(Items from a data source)
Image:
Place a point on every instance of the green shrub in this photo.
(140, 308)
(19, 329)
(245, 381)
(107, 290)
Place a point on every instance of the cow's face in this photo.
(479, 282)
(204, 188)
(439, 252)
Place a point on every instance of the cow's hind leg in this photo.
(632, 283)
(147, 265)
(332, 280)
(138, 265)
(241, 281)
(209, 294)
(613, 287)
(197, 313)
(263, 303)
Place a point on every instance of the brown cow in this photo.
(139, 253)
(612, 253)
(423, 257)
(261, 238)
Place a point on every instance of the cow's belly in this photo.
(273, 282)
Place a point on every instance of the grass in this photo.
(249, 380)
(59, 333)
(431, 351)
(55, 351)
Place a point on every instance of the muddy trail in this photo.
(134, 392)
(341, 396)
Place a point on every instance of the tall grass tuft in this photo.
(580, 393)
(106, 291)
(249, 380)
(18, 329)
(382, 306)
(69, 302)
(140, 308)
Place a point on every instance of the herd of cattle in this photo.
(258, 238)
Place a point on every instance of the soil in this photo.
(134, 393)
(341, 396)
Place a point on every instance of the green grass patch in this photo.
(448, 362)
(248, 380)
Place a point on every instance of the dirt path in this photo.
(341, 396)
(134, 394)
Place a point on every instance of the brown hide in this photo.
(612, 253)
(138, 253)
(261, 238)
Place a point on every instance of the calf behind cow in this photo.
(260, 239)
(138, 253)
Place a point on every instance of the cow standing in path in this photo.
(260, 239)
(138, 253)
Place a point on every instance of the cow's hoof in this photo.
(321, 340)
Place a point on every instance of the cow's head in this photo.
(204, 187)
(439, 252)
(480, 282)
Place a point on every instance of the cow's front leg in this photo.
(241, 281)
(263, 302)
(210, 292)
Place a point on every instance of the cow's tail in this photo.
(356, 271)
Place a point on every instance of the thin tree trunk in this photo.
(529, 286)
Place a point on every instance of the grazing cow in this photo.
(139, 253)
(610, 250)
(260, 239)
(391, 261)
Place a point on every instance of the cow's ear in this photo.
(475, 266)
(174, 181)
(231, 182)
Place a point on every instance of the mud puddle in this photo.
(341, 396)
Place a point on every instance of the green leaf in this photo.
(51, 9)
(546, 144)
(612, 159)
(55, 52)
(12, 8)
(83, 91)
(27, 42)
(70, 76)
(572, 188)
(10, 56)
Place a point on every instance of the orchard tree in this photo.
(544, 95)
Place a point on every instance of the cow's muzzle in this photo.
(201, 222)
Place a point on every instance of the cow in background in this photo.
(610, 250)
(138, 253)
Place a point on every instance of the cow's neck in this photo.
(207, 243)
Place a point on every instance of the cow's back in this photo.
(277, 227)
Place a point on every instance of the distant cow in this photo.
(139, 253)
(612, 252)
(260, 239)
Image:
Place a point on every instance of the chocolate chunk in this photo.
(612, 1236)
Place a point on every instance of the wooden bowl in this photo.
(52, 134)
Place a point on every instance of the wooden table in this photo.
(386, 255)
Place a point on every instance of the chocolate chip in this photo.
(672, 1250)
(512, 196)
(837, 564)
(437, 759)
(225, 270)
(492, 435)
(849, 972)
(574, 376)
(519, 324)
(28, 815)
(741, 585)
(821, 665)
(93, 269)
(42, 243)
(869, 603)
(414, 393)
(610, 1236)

What you should do:
The output consists solely of the lines from the line that contains "Place a point on every instance of the grazing" through the final line of the data.

Result for this task:
Place a point on every instance of the grazing cow in this photo.
(139, 253)
(610, 250)
(260, 239)
(391, 261)
Place a point on every instance of the cow's ear in this photo.
(475, 266)
(174, 181)
(231, 182)
Place a point on every instance of the mud puddle in this photo.
(341, 396)
Place a point on every instance of the green leaf in this photo.
(51, 9)
(546, 144)
(612, 159)
(55, 52)
(12, 8)
(83, 91)
(27, 42)
(70, 76)
(572, 188)
(10, 56)
Place a point on every instance of the orchard tree in this photo.
(544, 95)
Place a point on every instance of the cow's muzzle in this photo.
(201, 222)
Place a point on every instance of the cow in background in this photo.
(610, 250)
(138, 253)
Place a point on every instance of the cow's neck in this photo.
(207, 243)
Place a point on every instance of the cow's back in this photo.
(277, 227)
Place a point on every instance of the distant cow in this photo.
(139, 253)
(612, 252)
(260, 239)
Image:
Place a point on every instance of the chocolate chunk in this photo.
(612, 1236)
Place a point on every instance of the wooden bowl in this photo.
(52, 134)
Place a point on every instance of the wooden table in this photo.
(386, 255)
Place a point on every instance of the chocolate chip in this photo.
(672, 1250)
(512, 196)
(837, 564)
(437, 759)
(225, 270)
(492, 435)
(849, 972)
(574, 376)
(519, 324)
(28, 815)
(741, 585)
(821, 665)
(93, 269)
(42, 243)
(869, 603)
(414, 393)
(610, 1236)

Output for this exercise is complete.